───── Seção do documento

Em tom poético (?), o falecido ‘foi morar lá no Alto’.

Tudo para evitar que se ofenda, para que não haja vilipêndio verbal ao morto; atos, palavras e gestos são ‘calculados’ para que não firam a imagem do falecido, sob o mesmo tom de respeito que se tem diante do sepulcro.

Esse modo cauteloso é porque o falar da morte nos pede silêncio, e cada um tem seu jeito de expressão, daí surgindo os eufemismos em relação à morte. Talvez, sem querer, o mensageiro comungue a tanatofobia, o medo da morte, que é inevitável, mas não se gosta de fazer ‘loa’ a ela.

Eufemismo, literalmente, é o bom dizer de uma expressão: ‘eu’ preceitua o lado bom, da mesma forma que usamos eufonia (o som agradável), eucaristia (a boa mensagem), eutanásia (a boa morte). Todo ‘eu’, em termos desse naipe, implica o harmônico, o agradável, salvo melhor juízo.

No instante em que buscamos entender o eufemismo, de bom alvitre lembrar que existe o seu antônimo, o disfemismo (que pouco usamos ou comentamos): expressão de uma ideia de maneira rude ou desagradável, acentuando-se o que se julga negativo. Algo preconceituoso, desrespeitoso, ou politicamente incorreto, para dias atuais.

A Gramática consultada registra: “Tire as suas patas disso aí”. “A perua não fechou a matraca durante a reunião”.

Já ouviu algo parecido com isto: “Seu bofe, cale a boca e vá procurar sua laia… Você aqui é persona non grata”. “Ele tem o olhar de peixe-morto”. São disfemismos, que menosprezam ou discriminam.

Em certa época, esses termos seriam apenas parte da gíria, com certo sarcasmo ou ironia; nada além disso. Gíria vulgar, é verdade, mas não teria o aspecto de hoje em que pode haver crime, sob as mais diversas conceituações.

Costuma a Gramática classificar o pleonasmo, figura de linguagem muito popular, em literário (“A vida leva-a o vento”, in A Vida, de João de Deus, poeta luso), e vicioso (“Eles ‘acabou’ de descer lá pra baixo”), do anedotário.

──────────
───── Dados

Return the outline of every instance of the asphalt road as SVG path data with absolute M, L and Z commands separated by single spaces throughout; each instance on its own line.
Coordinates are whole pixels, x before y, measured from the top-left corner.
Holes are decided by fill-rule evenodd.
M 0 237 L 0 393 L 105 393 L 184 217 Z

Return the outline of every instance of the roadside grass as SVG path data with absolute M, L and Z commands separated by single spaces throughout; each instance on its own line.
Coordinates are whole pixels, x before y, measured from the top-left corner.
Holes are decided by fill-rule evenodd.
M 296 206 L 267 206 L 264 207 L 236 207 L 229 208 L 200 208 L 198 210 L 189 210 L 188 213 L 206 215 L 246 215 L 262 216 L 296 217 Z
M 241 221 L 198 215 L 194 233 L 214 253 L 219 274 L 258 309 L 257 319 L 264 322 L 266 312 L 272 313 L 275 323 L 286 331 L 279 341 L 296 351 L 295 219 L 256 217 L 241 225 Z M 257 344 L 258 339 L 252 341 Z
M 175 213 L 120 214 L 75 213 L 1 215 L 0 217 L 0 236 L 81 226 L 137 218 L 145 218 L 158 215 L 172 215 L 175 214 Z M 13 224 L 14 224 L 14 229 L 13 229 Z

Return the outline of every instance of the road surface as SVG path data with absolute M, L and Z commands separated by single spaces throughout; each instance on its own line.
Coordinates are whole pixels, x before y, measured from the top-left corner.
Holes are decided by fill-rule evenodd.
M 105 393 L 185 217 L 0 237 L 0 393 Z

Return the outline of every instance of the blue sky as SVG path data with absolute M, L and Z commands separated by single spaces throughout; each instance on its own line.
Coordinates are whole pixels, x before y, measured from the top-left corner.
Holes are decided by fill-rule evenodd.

──────────

Traduza para o inglês esta frase do texto sobre eufemismo e disfemismo: “Esse modo cauteloso é porque o falar da morte nos pede silêncio, e cada um tem seu jeito de expressão, daí surgindo os eufemismos em relação à morte.” Os dados não são necessários para esta atividade.

This cautious manner arises because speaking of death asks silence of us, and each person has their own way of expressing themselves, which is where the euphemisms about death come from.